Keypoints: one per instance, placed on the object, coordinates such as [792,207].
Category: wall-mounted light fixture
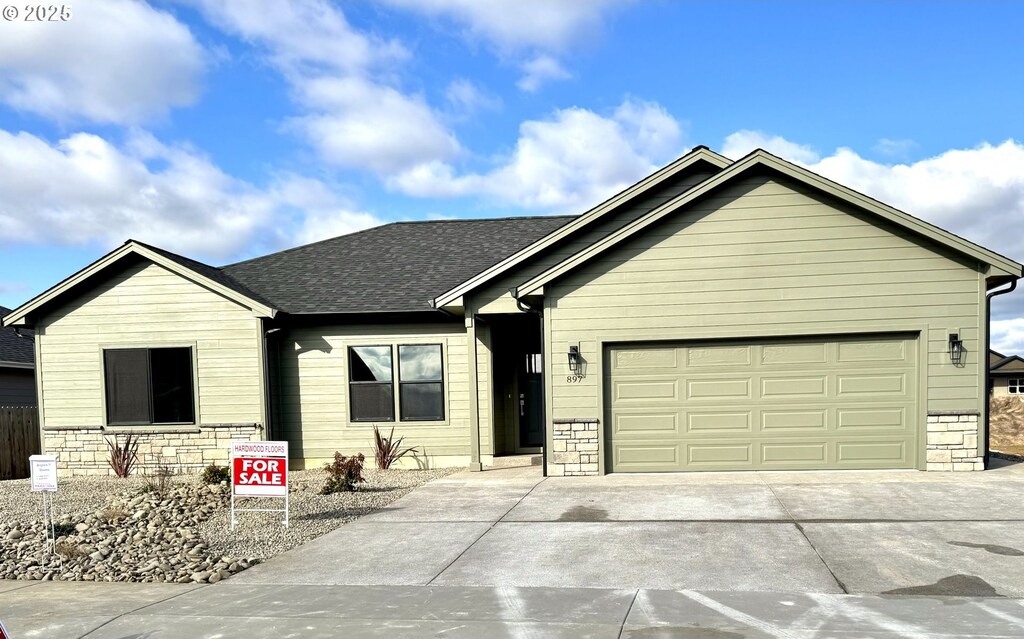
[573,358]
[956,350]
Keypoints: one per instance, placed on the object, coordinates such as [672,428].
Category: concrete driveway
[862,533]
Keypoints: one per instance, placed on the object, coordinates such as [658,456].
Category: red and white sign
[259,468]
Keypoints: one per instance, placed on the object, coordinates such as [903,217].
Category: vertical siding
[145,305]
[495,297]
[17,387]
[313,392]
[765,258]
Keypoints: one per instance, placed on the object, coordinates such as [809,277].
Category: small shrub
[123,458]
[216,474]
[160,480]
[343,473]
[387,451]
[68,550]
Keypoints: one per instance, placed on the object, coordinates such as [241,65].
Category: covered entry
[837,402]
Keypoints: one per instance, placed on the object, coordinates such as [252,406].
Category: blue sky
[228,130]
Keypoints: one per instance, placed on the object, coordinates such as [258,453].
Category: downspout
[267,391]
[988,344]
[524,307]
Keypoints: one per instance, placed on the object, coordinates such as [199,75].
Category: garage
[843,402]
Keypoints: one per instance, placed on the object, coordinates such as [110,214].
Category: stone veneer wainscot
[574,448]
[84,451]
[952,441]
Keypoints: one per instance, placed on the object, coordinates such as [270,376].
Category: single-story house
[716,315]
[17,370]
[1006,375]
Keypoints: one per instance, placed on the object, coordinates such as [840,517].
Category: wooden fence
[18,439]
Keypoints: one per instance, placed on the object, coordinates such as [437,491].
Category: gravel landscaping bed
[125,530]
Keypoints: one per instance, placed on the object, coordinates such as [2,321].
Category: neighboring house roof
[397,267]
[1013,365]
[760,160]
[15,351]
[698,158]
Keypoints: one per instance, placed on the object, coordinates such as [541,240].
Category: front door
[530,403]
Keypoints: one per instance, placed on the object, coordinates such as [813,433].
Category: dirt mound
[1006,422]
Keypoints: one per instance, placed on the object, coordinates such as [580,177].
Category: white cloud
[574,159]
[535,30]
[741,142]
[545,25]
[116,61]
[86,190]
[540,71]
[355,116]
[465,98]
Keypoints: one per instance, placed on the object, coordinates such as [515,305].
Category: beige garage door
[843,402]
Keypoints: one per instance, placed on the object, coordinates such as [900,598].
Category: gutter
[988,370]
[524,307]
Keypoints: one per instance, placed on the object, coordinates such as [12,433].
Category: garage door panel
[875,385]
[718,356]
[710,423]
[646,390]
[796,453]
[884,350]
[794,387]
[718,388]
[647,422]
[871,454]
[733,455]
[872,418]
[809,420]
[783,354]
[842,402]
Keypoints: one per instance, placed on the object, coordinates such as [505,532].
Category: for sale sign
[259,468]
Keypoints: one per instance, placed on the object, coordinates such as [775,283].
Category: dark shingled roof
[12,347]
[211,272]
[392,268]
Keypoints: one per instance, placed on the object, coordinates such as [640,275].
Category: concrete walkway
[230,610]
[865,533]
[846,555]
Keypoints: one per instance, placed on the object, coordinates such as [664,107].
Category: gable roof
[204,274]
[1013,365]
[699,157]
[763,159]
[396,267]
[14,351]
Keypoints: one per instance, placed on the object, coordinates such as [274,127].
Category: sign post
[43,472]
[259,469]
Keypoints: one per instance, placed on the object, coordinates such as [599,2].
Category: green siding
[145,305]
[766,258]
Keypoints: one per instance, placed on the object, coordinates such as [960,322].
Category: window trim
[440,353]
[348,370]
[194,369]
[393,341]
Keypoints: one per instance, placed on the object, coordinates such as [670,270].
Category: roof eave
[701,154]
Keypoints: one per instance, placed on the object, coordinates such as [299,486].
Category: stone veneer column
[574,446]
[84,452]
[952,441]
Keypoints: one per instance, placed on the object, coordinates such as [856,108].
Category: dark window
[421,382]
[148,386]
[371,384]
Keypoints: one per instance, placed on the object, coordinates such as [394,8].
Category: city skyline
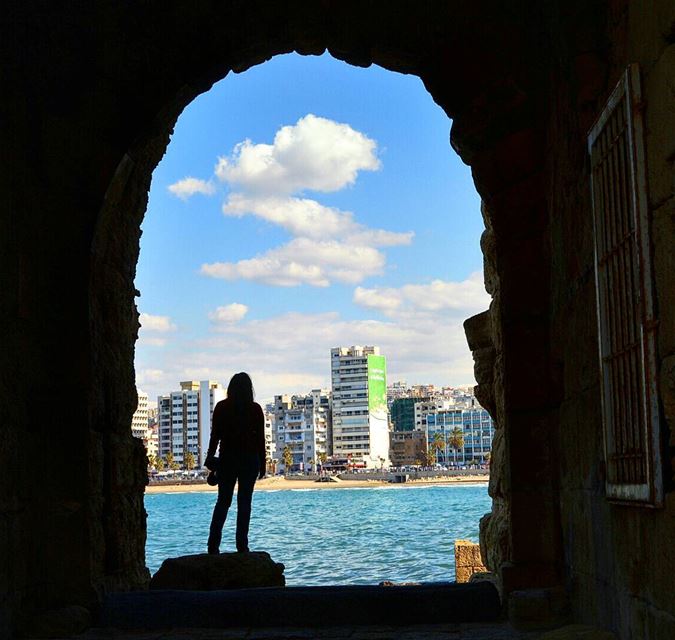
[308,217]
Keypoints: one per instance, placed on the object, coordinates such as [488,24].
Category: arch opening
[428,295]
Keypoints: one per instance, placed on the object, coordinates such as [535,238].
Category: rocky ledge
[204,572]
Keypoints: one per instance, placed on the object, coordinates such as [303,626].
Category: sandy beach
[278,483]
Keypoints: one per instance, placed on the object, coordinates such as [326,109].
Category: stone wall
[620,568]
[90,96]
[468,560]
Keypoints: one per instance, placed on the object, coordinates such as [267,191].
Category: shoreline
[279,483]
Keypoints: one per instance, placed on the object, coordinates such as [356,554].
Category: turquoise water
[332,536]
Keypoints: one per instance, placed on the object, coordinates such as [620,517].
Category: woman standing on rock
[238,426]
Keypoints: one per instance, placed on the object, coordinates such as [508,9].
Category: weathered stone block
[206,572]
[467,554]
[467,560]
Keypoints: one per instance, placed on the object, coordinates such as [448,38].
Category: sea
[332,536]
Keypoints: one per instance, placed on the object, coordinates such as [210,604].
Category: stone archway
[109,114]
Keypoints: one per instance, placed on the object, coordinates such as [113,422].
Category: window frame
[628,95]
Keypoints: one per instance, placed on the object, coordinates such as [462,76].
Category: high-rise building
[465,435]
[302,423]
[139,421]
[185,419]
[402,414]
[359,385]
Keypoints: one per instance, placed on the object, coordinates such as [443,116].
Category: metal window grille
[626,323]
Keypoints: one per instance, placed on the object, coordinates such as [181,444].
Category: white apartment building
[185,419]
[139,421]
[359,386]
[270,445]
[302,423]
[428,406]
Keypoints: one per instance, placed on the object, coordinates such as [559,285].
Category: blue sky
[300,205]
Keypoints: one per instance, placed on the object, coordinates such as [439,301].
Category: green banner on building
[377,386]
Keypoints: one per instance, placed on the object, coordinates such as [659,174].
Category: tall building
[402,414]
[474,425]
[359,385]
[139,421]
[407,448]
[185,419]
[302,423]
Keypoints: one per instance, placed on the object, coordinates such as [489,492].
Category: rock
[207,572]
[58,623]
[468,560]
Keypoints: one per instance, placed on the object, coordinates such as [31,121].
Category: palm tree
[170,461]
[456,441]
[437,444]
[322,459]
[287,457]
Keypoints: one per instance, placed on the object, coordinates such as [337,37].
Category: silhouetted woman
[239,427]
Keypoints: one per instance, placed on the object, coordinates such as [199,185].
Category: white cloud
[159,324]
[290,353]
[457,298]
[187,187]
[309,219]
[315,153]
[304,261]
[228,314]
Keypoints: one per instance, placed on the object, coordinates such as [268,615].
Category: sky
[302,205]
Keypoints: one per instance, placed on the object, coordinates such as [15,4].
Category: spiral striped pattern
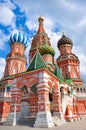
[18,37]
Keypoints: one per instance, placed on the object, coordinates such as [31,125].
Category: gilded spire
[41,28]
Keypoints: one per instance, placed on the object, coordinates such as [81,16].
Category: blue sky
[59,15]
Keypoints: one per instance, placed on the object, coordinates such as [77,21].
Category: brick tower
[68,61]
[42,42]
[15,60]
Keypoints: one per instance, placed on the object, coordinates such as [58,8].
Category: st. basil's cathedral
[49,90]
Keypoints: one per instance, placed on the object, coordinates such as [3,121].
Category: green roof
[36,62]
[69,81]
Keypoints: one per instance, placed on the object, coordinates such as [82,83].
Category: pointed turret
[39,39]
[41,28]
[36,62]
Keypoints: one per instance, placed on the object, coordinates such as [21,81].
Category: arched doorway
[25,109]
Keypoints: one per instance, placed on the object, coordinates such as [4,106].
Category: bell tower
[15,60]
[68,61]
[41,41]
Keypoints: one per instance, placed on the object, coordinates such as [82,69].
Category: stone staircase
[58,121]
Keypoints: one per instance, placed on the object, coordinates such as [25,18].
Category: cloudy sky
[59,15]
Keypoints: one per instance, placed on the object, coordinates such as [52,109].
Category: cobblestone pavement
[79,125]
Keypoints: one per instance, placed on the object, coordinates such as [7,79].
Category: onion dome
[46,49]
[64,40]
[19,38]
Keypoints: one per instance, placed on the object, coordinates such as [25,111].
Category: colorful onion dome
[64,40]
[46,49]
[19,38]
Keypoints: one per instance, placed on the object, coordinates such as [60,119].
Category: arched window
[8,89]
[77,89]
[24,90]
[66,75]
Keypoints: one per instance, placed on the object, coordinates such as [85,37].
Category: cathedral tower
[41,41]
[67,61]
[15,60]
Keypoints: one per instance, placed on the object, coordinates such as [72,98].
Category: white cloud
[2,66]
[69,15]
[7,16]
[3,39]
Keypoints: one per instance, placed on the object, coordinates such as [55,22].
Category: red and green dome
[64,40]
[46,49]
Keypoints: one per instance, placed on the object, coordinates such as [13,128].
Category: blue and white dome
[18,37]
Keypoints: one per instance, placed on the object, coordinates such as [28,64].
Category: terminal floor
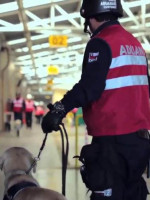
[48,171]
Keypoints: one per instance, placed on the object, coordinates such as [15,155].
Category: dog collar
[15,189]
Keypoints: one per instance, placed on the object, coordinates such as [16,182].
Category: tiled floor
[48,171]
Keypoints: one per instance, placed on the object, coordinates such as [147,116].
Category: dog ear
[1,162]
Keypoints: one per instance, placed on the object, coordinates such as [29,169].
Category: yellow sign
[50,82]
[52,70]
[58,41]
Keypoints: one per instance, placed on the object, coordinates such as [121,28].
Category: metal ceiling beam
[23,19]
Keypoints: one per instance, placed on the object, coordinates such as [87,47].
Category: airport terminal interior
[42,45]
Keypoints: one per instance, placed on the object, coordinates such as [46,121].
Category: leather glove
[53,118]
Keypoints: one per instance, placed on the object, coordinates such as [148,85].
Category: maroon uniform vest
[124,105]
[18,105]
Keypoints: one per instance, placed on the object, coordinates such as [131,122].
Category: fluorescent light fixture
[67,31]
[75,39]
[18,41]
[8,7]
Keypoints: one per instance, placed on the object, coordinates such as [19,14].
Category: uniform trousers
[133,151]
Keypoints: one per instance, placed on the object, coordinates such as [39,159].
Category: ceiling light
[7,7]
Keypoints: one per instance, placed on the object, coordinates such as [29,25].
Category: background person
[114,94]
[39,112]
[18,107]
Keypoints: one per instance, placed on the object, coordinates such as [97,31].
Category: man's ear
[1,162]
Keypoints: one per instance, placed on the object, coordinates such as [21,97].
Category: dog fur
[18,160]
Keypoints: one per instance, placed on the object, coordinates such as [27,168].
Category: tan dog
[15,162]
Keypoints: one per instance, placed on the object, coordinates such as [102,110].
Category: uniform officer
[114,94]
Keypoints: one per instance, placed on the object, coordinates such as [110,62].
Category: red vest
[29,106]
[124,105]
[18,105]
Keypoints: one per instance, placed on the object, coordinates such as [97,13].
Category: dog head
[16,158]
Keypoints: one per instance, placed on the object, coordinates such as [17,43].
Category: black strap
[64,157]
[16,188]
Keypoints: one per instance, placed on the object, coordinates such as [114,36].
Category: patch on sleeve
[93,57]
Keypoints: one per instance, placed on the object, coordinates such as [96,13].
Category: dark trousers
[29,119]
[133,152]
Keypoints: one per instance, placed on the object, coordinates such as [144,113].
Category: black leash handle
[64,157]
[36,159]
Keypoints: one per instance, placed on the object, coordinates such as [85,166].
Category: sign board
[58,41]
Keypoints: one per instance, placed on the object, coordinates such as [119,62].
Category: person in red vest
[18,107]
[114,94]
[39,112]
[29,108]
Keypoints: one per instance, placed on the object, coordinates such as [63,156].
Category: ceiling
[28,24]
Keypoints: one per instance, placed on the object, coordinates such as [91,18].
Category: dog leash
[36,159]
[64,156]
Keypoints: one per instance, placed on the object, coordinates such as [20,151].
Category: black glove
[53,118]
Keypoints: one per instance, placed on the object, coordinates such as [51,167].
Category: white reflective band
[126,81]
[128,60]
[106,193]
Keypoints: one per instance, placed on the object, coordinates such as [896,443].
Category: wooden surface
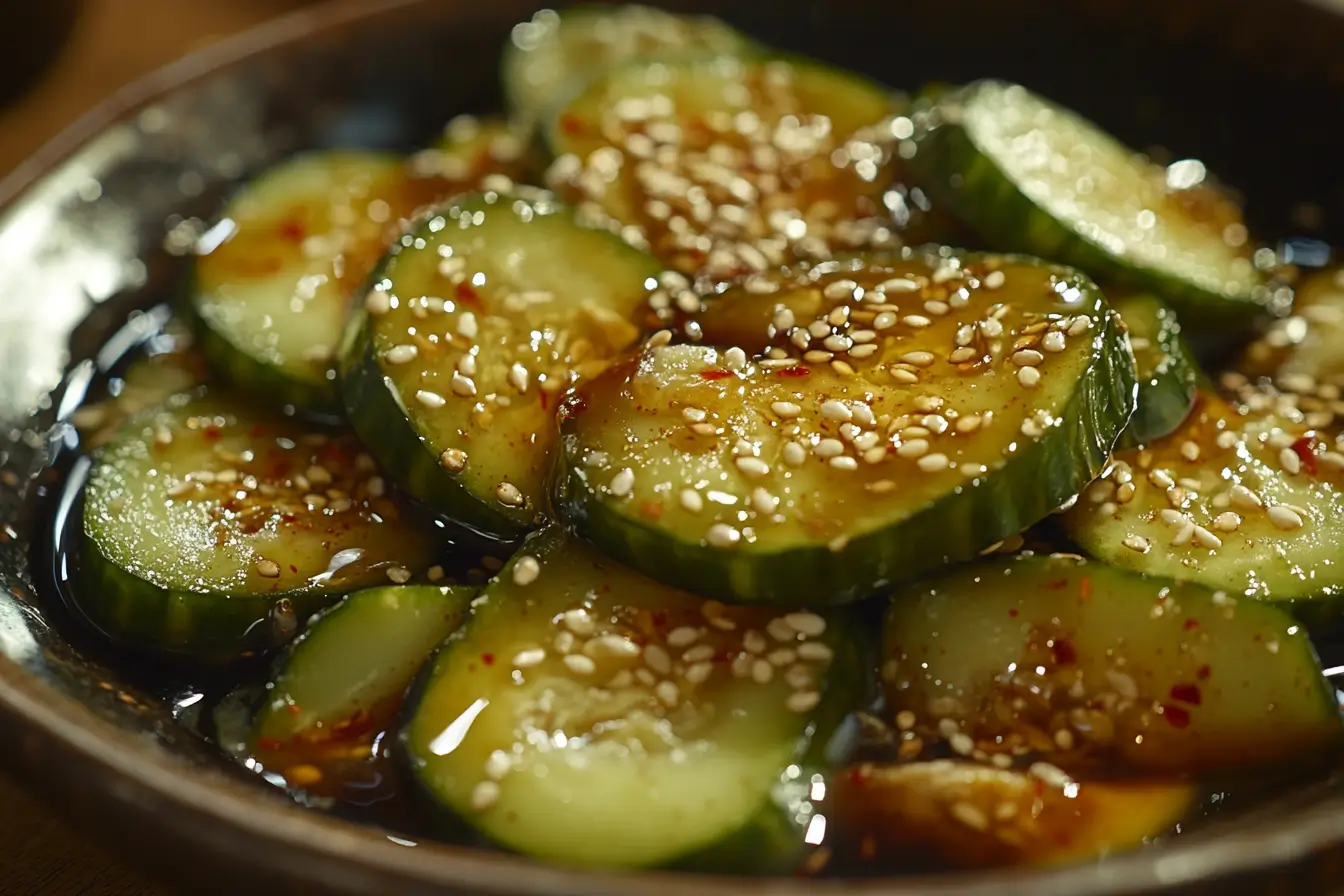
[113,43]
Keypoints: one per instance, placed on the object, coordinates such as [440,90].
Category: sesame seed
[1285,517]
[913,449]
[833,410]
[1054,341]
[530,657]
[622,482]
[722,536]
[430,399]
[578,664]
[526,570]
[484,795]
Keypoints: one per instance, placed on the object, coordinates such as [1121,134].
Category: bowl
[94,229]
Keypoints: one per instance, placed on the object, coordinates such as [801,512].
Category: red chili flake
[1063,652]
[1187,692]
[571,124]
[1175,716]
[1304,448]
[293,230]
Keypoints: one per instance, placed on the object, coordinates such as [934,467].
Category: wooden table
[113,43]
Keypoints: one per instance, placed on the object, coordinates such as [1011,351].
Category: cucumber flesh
:::::
— WHAT YOU HAVE TO DO —
Write out an exact reproduction of the lines from the line that holds "such as [63,156]." to the bottom of the listing above, both ends included. Exclude pictures.

— EXERCISE RESPONSE —
Keypoints: one per instance, placed on the object, coordinates such as [63,156].
Category: ceiling
[28,24]
Keypoints: one per instance, placed on the object, coordinates such as [91,18].
Category: dog leash
[36,159]
[64,156]
Keypoints: one per instance, placed on the object, coordinates such as [20,151].
Category: black glove
[53,118]
Keypoints: one per instance, placed on the object, coordinates such as [51,167].
Category: white reflective band
[126,81]
[128,60]
[106,193]
Keypoints: one per instance, placed on the object, coordinates such as [896,443].
Category: wooden surface
[113,43]
Keypoints: one per instance, placed on the object, coordinates such as [440,90].
Category: sesame seed
[1285,517]
[913,449]
[833,410]
[1054,341]
[530,657]
[622,482]
[722,536]
[430,399]
[578,664]
[526,570]
[484,795]
Keypoints: one per instance, placed on the object, coordinates such as [1121,134].
Category: bowl
[94,229]
Keypoints: one per instance, placed on the object, coordinates such as [801,512].
Category: red chili flake
[1063,652]
[1187,692]
[571,124]
[1175,716]
[1304,448]
[293,230]
Keypoints: one per instance, placed on the object, coordinates such as [934,467].
Category: wooden table
[113,43]
Keypoints: one per instance, placed on the object, coordinates such as [1011,351].
Category: cucumber flesh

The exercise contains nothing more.